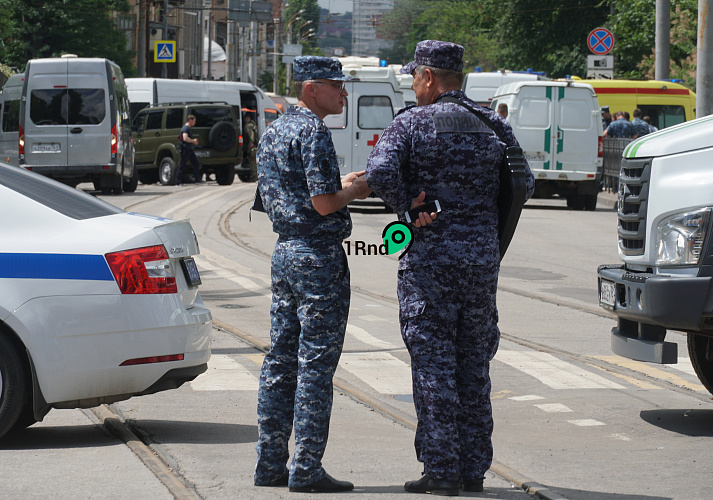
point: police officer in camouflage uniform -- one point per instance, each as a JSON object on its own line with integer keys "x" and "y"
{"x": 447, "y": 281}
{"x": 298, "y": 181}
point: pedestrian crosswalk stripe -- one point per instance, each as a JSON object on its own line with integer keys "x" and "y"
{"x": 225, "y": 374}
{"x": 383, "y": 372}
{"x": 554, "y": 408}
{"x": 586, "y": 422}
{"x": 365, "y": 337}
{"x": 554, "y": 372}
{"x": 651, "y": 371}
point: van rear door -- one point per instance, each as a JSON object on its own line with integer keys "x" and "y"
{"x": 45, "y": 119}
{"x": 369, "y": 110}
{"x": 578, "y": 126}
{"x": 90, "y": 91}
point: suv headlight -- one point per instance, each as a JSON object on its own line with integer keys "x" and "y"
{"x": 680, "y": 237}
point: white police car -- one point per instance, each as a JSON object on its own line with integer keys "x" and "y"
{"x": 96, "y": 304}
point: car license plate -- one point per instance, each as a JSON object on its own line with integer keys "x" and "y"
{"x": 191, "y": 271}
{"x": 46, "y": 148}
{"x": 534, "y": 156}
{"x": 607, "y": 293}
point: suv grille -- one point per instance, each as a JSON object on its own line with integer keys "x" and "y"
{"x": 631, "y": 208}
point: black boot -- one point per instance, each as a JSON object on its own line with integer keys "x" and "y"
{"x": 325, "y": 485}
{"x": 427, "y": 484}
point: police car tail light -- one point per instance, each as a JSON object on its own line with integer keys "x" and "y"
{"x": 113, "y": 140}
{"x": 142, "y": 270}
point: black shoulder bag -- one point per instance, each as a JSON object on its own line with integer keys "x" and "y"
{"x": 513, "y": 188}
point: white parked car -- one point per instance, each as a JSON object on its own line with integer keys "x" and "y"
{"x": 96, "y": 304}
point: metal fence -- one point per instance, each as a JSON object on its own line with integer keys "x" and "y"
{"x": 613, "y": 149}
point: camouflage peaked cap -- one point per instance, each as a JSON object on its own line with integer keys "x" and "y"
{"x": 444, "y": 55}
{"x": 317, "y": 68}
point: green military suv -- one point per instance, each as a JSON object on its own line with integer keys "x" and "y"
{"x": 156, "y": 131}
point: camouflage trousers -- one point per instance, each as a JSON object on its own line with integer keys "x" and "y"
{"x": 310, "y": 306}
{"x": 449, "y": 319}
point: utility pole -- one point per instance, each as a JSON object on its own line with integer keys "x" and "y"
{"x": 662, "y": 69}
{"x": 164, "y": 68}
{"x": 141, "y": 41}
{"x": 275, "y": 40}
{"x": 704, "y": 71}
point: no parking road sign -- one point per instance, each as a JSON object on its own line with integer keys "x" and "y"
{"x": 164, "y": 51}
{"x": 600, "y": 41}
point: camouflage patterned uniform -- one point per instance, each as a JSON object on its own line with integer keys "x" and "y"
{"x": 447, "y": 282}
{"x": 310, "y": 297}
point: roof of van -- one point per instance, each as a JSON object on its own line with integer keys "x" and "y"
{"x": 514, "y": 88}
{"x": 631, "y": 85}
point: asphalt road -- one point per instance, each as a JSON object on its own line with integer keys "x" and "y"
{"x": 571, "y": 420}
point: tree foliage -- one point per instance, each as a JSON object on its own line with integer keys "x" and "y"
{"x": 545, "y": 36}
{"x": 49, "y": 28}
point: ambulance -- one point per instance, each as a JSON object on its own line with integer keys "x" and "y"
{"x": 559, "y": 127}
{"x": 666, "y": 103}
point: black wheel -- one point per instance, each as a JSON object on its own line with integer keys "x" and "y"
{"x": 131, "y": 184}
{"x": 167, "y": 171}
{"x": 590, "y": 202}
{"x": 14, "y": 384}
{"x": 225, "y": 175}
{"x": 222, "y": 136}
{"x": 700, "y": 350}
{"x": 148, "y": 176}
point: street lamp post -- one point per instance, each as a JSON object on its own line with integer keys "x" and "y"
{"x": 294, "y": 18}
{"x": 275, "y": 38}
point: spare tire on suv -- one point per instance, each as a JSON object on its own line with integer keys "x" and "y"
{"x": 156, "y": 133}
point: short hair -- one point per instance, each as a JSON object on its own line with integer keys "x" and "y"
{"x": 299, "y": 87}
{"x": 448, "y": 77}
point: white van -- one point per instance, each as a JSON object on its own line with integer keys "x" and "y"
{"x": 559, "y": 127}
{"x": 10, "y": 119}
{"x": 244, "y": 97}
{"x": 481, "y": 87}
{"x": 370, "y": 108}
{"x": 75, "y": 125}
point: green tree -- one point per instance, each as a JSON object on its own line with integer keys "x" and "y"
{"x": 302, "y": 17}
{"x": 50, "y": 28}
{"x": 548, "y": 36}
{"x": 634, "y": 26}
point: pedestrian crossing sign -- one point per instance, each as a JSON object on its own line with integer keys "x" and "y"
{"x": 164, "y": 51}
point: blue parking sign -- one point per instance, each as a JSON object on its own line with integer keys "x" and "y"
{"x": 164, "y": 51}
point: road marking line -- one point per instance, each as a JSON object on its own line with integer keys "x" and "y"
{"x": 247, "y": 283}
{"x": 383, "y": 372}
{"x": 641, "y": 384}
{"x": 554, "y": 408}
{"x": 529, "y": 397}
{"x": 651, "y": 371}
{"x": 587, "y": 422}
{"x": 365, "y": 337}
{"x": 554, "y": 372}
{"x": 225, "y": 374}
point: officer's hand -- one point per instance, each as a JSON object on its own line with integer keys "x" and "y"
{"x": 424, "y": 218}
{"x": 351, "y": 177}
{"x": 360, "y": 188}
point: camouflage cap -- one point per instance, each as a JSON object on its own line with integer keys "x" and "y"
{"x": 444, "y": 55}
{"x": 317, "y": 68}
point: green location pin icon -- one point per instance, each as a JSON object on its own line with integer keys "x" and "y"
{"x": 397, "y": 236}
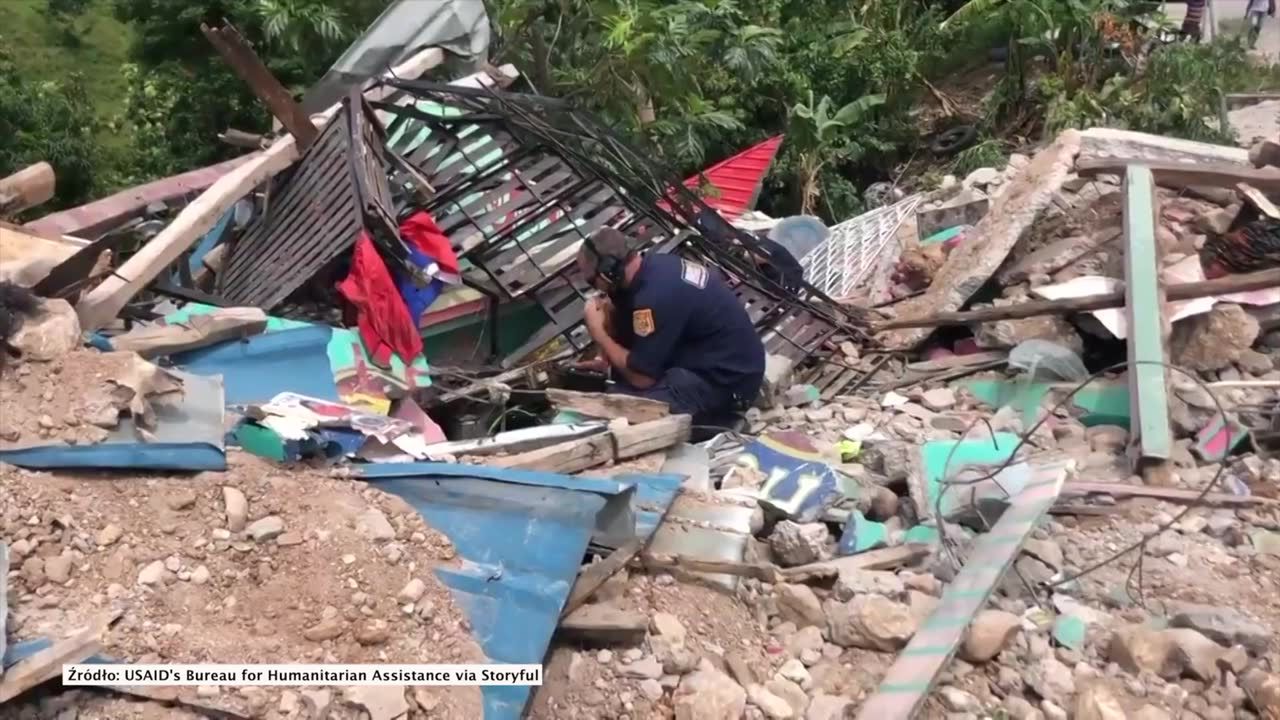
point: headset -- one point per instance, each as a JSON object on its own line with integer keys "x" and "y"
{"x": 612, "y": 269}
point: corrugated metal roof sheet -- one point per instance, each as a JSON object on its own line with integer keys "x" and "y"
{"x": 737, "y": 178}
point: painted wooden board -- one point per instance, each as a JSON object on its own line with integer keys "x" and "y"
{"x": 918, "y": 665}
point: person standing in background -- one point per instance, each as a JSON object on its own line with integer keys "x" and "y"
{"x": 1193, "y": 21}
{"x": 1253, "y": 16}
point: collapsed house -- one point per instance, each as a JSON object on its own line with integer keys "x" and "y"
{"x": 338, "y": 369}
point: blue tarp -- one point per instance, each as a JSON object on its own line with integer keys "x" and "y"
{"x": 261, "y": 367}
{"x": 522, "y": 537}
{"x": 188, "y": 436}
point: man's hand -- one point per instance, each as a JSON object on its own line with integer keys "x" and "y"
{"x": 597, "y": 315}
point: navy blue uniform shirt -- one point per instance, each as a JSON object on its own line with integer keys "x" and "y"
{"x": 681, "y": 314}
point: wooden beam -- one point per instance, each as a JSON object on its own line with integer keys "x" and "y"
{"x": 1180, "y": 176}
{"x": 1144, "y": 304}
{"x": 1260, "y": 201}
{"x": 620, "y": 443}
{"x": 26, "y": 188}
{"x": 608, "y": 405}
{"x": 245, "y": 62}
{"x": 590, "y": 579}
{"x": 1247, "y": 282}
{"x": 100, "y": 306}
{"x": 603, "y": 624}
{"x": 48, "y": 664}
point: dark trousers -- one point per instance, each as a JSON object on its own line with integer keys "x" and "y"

Task goal:
Scale the stretch from the line containing "point: blue tarp" through the end of the records, and give all of those lines again, requests included. Multiply every x and y coordinate in the answers by 2 and round to whole numbers, with halves rounding up, but leave the requests and their format samples unchanged.

Worked answer:
point: blue tarp -- one point per instance, each as a JSON object on its own line with integer keys "x" and "y"
{"x": 522, "y": 734}
{"x": 1044, "y": 1074}
{"x": 376, "y": 872}
point: man's hand -- one point per instance, each as a JSON object on its own line with integer keys "x" and "y"
{"x": 1194, "y": 630}
point: navy blue uniform shirt -- one point per instance, each as a JSON object on its own line with integer keys "x" and "y"
{"x": 1362, "y": 628}
point: wooden beam -- one point per instance, each as a JSON object on its own line with integer keys "x" and "y"
{"x": 2360, "y": 352}
{"x": 2288, "y": 608}
{"x": 2520, "y": 402}
{"x": 1240, "y": 886}
{"x": 52, "y": 376}
{"x": 1216, "y": 810}
{"x": 490, "y": 124}
{"x": 1180, "y": 1158}
{"x": 2494, "y": 564}
{"x": 200, "y": 612}
{"x": 1206, "y": 1248}
{"x": 96, "y": 1328}
point: dark trousers -- one point per instance, each as a JSON object on its own line with integer keys "x" and "y"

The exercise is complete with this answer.